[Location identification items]

☆ ☆ ☆ ☆ ☆

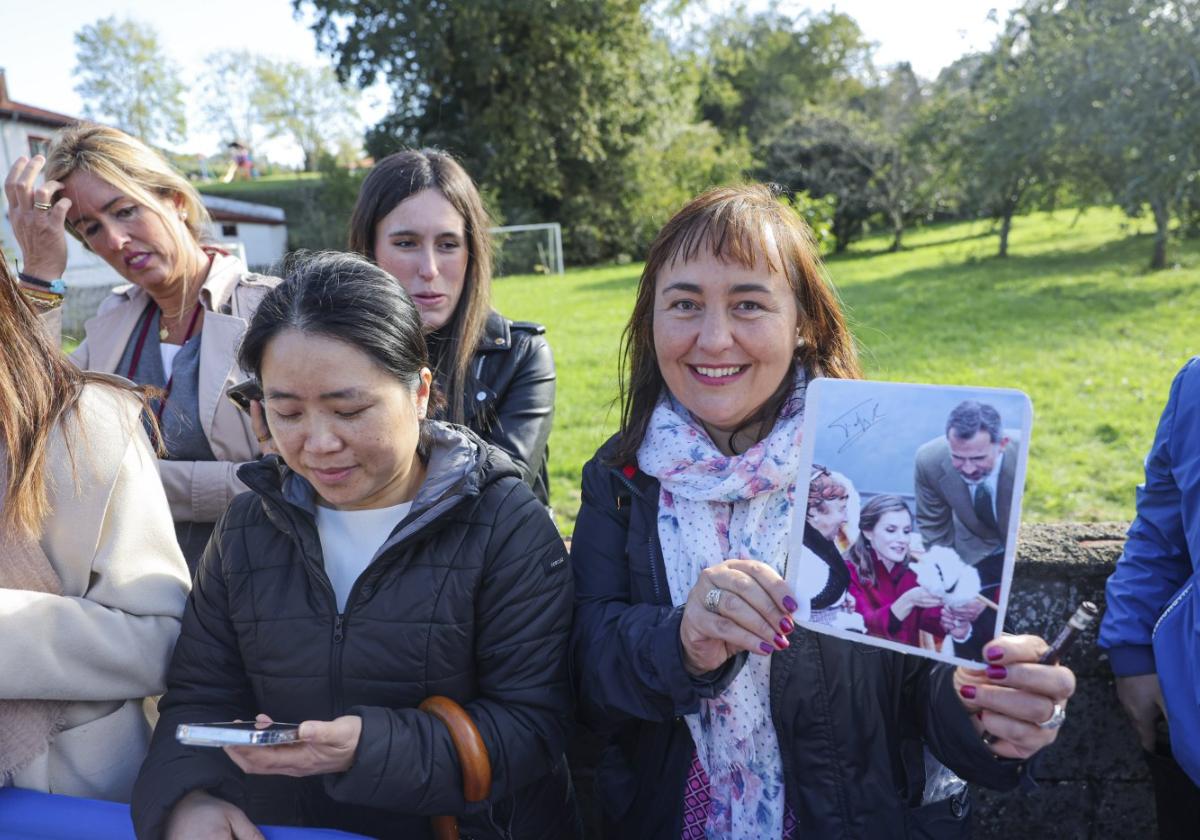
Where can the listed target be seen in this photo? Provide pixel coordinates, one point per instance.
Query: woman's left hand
(1014, 697)
(324, 747)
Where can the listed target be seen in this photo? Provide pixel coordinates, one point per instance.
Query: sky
(37, 46)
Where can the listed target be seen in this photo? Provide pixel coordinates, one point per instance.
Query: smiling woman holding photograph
(177, 321)
(721, 718)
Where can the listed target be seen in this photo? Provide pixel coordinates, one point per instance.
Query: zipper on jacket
(649, 541)
(1175, 603)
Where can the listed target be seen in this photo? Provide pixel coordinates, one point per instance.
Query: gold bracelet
(42, 300)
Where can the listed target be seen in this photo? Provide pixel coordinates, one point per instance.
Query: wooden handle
(477, 767)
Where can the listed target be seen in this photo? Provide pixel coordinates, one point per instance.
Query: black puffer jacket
(471, 598)
(851, 719)
(509, 400)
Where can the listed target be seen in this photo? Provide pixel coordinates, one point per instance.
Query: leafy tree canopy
(126, 79)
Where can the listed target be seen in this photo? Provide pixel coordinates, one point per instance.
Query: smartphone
(244, 393)
(237, 733)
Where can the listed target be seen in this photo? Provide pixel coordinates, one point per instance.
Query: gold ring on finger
(1055, 720)
(713, 600)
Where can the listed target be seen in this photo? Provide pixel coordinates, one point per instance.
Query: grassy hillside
(1072, 317)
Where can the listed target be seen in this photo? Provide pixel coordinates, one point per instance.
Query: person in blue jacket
(720, 718)
(1151, 628)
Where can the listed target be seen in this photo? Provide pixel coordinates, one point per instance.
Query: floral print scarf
(714, 508)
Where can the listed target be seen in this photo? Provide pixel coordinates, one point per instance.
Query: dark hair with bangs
(399, 178)
(343, 297)
(735, 225)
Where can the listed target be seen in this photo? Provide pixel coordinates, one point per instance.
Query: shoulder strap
(528, 327)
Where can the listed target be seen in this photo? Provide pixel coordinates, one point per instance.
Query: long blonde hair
(136, 169)
(39, 391)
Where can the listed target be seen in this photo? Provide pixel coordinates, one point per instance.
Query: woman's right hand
(912, 599)
(754, 613)
(203, 816)
(40, 233)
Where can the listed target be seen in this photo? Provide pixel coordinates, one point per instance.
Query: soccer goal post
(528, 249)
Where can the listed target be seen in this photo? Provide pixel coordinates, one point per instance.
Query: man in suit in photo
(964, 485)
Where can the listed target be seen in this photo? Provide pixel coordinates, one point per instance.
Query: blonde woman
(178, 322)
(91, 582)
(420, 219)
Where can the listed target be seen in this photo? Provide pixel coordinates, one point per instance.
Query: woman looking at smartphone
(91, 581)
(178, 322)
(420, 219)
(382, 558)
(721, 718)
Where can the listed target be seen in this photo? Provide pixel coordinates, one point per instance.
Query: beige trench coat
(102, 645)
(198, 491)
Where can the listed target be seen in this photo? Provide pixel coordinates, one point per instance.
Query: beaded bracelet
(55, 286)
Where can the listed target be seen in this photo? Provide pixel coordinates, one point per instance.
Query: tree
(1126, 83)
(553, 107)
(307, 105)
(993, 130)
(904, 179)
(125, 78)
(228, 95)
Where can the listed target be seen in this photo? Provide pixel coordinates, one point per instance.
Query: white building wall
(264, 244)
(84, 268)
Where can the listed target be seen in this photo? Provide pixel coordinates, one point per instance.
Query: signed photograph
(906, 534)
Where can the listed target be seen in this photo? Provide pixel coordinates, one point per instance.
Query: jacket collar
(497, 334)
(223, 274)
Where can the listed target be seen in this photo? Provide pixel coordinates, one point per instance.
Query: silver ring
(713, 600)
(1055, 720)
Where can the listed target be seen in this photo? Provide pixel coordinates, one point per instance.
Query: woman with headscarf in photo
(420, 217)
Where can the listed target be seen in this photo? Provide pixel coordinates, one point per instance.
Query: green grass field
(1072, 317)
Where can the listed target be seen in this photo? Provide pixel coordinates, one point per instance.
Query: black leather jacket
(510, 397)
(851, 719)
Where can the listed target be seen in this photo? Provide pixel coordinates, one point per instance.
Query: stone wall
(1093, 783)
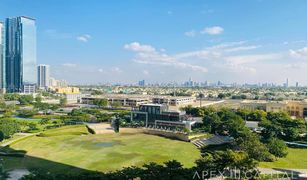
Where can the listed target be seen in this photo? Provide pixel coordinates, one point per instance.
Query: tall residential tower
(2, 58)
(43, 76)
(20, 52)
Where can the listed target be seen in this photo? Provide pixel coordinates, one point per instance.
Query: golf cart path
(18, 139)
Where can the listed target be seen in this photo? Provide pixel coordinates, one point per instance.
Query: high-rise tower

☆ ☆ ☆ ☆ ☆

— Goal —
Reproduce every line of the material from its start through the line with "(1175, 603)", both ends included, and offset each coordinate in the answers by -96. Leave the pictures out.

— Task result —
Where can the listed target be seen in this photo? Provide pixel coordinates, one point per instance.
Query: woman's left hand
(918, 601)
(228, 651)
Where can the listed target be seen in this photo? Provide pixel coordinates, one point per instance.
Query: sky
(-59, -50)
Where can the listed target be seen in this photo? Provide pixel coordinates, one point per instance.
Query: smiling woman holding photograph
(81, 225)
(625, 622)
Where can the listed target be seen in this photo? Provide pixel coordinates, one point per instance.
Query: zipper on jacket
(553, 445)
(1079, 507)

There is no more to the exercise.